* Task instructions: Because the copy must hold no pictures, return the data below with all of its words intact.
__________
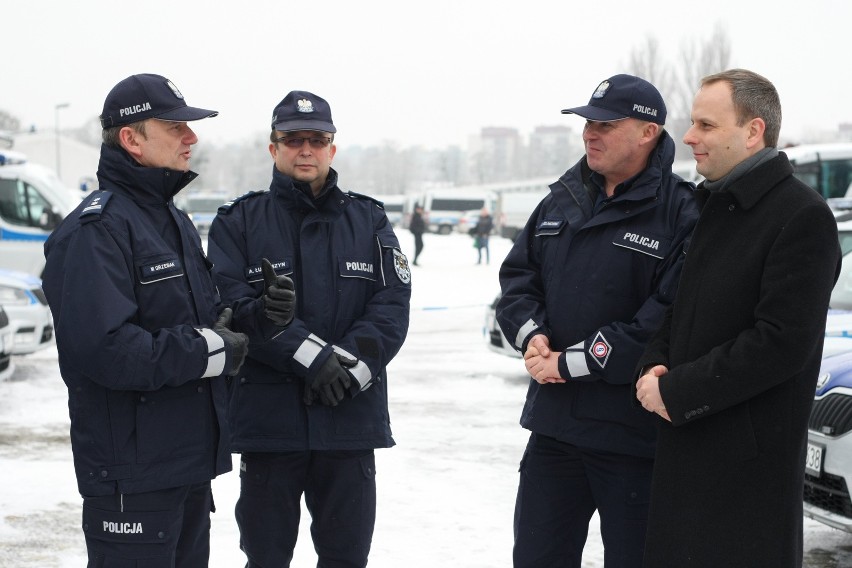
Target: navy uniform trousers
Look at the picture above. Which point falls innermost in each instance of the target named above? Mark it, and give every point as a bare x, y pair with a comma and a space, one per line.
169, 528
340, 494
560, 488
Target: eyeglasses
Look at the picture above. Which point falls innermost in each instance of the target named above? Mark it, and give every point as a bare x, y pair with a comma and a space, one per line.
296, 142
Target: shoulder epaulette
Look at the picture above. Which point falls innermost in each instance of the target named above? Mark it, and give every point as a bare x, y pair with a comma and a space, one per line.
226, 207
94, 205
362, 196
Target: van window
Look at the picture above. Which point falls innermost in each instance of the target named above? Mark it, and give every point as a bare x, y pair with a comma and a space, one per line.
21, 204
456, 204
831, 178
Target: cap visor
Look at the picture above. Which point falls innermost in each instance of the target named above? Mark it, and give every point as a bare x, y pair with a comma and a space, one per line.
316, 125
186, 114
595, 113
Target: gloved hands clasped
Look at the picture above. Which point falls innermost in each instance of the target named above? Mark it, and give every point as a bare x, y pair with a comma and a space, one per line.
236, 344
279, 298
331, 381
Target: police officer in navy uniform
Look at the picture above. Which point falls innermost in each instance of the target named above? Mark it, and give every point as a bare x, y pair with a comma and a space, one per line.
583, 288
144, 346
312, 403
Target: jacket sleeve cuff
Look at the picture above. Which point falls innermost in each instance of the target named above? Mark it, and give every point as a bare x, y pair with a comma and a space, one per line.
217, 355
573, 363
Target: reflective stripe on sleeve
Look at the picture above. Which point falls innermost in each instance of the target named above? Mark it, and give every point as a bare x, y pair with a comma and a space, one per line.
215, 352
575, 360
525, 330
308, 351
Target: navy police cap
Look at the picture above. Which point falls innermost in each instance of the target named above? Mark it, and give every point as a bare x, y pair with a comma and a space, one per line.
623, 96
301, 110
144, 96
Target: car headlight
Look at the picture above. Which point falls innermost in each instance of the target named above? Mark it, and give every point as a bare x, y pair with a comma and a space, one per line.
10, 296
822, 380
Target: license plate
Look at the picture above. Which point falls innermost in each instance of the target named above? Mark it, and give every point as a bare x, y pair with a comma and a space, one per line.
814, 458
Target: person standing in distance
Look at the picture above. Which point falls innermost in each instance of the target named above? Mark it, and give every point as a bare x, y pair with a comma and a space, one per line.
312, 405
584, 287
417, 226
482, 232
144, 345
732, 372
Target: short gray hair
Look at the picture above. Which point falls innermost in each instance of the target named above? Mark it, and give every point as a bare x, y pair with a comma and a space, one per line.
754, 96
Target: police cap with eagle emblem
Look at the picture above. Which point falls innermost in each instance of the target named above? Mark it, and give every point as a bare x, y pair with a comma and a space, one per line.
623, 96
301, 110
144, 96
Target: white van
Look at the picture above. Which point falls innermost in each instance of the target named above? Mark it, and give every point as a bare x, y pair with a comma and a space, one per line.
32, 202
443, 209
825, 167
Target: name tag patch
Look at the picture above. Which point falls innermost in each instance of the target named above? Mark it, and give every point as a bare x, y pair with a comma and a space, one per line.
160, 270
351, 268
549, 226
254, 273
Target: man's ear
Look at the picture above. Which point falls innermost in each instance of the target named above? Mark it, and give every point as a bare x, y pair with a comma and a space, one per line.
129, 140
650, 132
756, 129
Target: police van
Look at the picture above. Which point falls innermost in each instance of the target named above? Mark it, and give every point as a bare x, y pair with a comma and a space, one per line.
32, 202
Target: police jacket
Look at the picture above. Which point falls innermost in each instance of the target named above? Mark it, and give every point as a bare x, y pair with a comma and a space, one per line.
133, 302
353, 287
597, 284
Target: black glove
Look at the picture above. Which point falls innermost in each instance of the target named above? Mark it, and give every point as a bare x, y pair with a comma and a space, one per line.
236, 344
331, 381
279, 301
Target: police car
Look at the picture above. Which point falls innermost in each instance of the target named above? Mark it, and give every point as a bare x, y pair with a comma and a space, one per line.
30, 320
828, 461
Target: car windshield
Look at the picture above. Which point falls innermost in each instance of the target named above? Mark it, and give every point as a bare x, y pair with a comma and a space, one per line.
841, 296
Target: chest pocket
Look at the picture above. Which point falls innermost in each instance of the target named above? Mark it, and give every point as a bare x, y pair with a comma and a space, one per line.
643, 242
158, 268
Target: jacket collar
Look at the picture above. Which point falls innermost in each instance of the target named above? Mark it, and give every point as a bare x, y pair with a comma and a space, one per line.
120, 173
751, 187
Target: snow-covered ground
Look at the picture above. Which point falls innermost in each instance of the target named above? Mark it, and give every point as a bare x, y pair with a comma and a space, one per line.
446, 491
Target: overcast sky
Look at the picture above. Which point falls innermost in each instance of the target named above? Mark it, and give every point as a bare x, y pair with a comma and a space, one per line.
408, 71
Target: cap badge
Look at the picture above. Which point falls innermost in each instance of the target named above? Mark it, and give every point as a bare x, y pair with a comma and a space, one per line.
__________
* Solution:
Target: navy uniform trousers
Look at the picture above. Which point falls innermost in each instance of the target named above? Mark it, and give every point as a bare x, y pair with a comma and a space, one per line.
169, 528
340, 494
560, 488
Target: eyeglasses
Look at the picture above. Which point falls innermost in each instance of the target named above? Mark it, and give every point as a bare x, y pair with a comma and a space, one per line.
296, 142
Target: shoulder epaulette
Look at the picture above. Which point falls innermost in each instance of the target named above? Mark it, and give every point as a bare x, y pair with a comma and a space, one per line.
226, 207
94, 205
362, 196
Target: van window
Look at the picture above. Which point falls innermost in each instance of the target named above? Mark it, and give every point as a bare x, y pair with a comma and a space, one per line.
21, 204
456, 204
831, 178
Target: cap visor
Look at the picture above. Which point falls innermost in each instance of the target named above? Mark it, and give every point as a bare x, y pair with a comma and a space, one per line.
316, 125
186, 114
595, 113
Target: gloved hands clasped
Look at the picture above. Which point falls innermost in each instance of the target named above? Mark it, and give every point as a bare x, y pair with a comma and a space, one per line.
236, 344
279, 298
331, 381
Target: police officer in navy uniform
Look at the picture above. Which point falls innermost in each instance of the target named above? Mark it, and give every point as a bare x, y pair with a comma and a space, one per line.
583, 288
144, 346
312, 403
Target: jacket sleeve cuff
Look at the picture above. Which point falls innermost in each instance of the target named above? Mark it, and give every point as a bare x, y pair with a comma and a space, one per line.
217, 355
573, 363
Target: reflective stripe on sleeve
Look at the picture above. Which point falls innermost in each instance of the target named above? Mark it, and give every point as a bare x, y pair with a comma and a space, one per line.
215, 352
575, 360
525, 330
308, 351
Target: navy police cap
Look at the picture above. Which point falls innermost in each instance of the target named above? Mark it, and give every point as a bare x, y pair with a comma and a space, one per line.
623, 96
301, 110
144, 96
Target: car headlight
Look at the picture above. Which point falls innermost in each instance of the target named above? Mark it, and give every point as a bare x, y pair with a comma and a space, one per line.
10, 296
822, 380
Target: license plate
Look at the picture above. Which point falls innermost in each instance of the target named above? Mark it, and give every point as a bare x, y pair with a comma and a space, one per line.
814, 458
Target: person standing in distance
Look at the picture above. Which point falls innermost in each instance of the target named above? Mark it, and give every point as a bare x, y pair with a comma and a space, one per line.
312, 405
584, 287
417, 226
482, 232
144, 345
732, 372
Target: short gray hair
Look at the picture above. Which point falls innermost in each instance of the target named above? Mark it, and give every point as a bare x, y pair with a comma and a space, one per line.
754, 96
Target: police cap with eagle emblem
Look at the picture above. Which point falls innermost in each instance of the target named above? Mark it, and give every point as a bare x, y pair with a comma and a space, one per line.
623, 96
301, 110
144, 96
Target: white van
Look at the picture above. Which point falls innermost in each instance of the target named above? Mark it, and give every point as a bare x, y pair with a comma and a space, one per line.
32, 202
443, 209
825, 167
Target: name tag patch
Look at the picture above. Which point falls innermost in each instance of the target named above? Mark it, and give every point as a bare x, y pair with a comma and a space, one per line.
160, 270
351, 268
549, 226
254, 273
Target: man's ear
Look at the picture above. Which point falls innermost in each instance of the target named above? Mark it, and give every point as a bare x, y pair with a comma and a space, one per line.
129, 140
650, 132
756, 129
Target: police van
Look at the picture above. Which point falls innermost in each instance of the target named above? Mark it, and give every point as a bare x, y pair with a comma and a space, one per line.
32, 202
Target: police jacket
Look at the picture above. Which point falls innermost in each instance of the target named above? Mark it, and give every point as a bare x, y pair with a comma and a space, one per line.
133, 302
353, 287
597, 284
Target: black glove
Look at the picture above. Which point falls innermost in each instance of the target named above? Mark it, and give every point as a bare x, y pair with a comma and a space, one per line.
236, 344
331, 381
279, 301
Target: police car
Look at the picture above. Which point falls innermost in each instance of the target named above? Mark it, and give every point as a bare x, y pair with a comma and a space, one per line.
30, 320
828, 461
Target: car windshield
Look at the picture above. Which point falls innermost in each instance of the target named above? Mark it, and give every point as a bare x, y pair with a comma and a space, one per line.
841, 296
Target: chest pocket
Look at the picture above. Which point falls innermost in each instance of the target named above? Mark it, and give every point as a bare x, y pair with a comma and a space, one per line.
643, 242
158, 268
Target: jacket collar
Look at the picture above. Which point falls innermost in each instance of the target named above? Mark it, and give every point as a bare x, y pair with a comma and a space, one per line.
120, 173
751, 187
Target: snow-covered ground
Look at the picture above. Which point falls innermost in each instance of the target named above? Mark it, and give every point as a bare x, y pair with a comma and a space, one per line.
446, 491
Target: overcast sky
Look at the picture above. Which point falls innermost in each instance of the target named above? Mark it, and give every point as a bare x, y pair with a comma and a space, one per line.
408, 71
Target: cap badge
Look at the picture above. Which point falls innermost in each instance of the target named above? Mark it, and give every point as a bare x, y pair with a comma and a space, one per line.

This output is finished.